=== Records shown ===
========

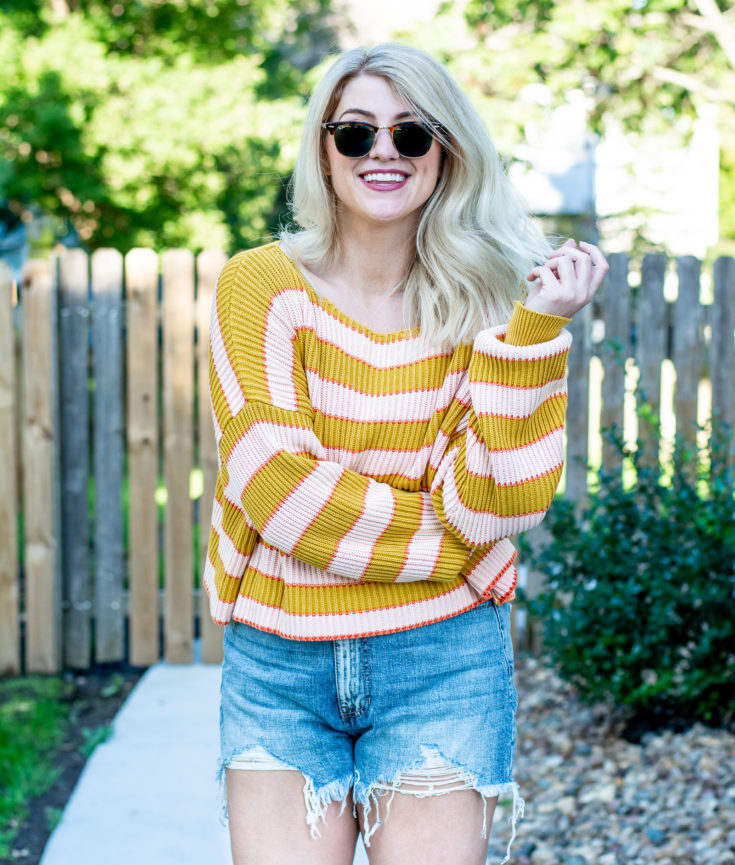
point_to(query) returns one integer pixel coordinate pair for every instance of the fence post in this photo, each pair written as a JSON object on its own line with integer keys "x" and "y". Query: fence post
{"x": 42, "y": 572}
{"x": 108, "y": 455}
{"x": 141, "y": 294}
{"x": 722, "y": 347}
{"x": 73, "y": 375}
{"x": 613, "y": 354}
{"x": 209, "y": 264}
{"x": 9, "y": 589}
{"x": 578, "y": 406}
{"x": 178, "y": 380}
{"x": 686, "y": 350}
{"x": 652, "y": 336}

========

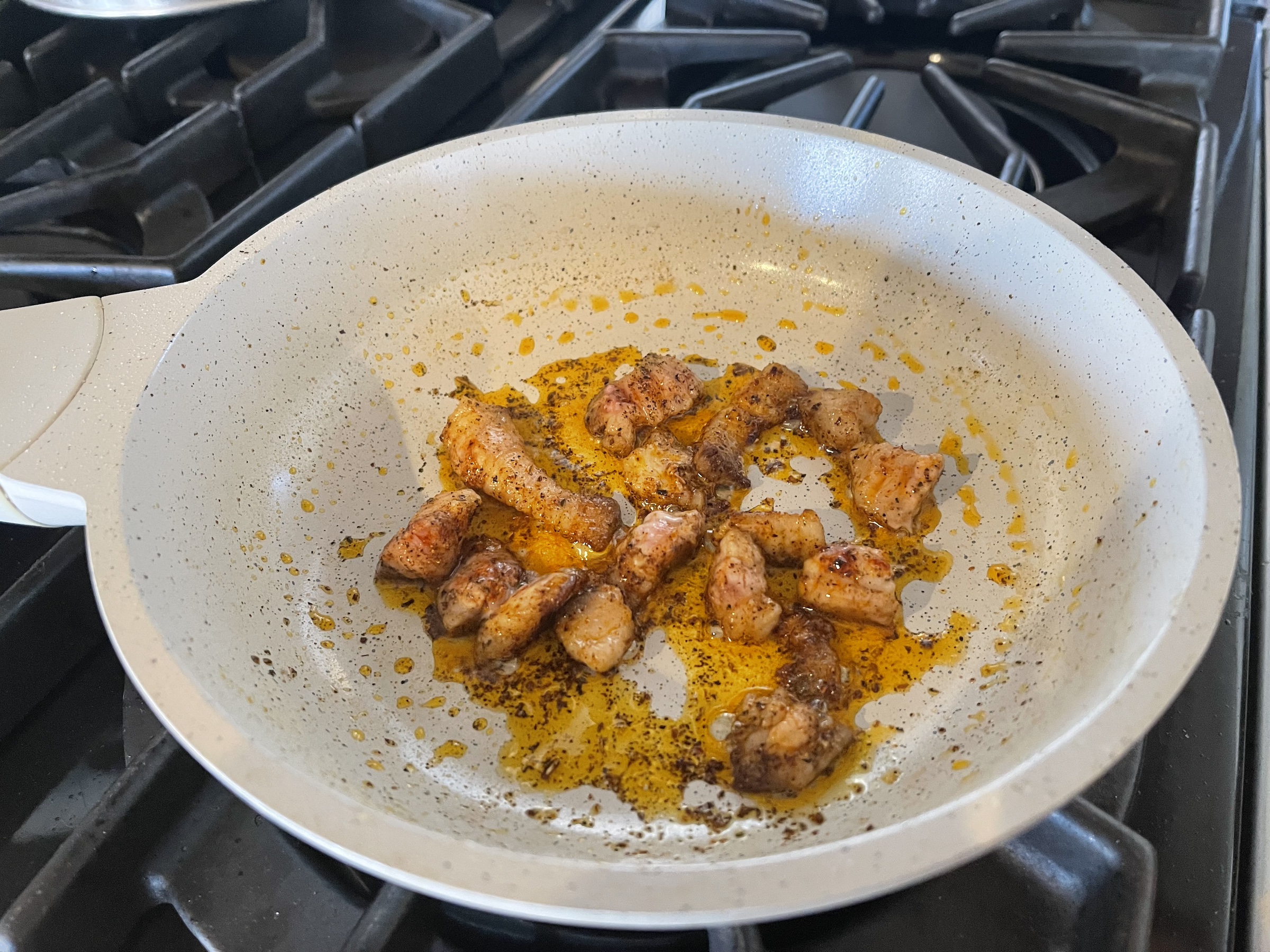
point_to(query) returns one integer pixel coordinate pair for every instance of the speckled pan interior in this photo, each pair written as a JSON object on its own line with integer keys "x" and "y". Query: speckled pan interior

========

How many lines of the data above contain the string "interior"? Reply with the number only.

1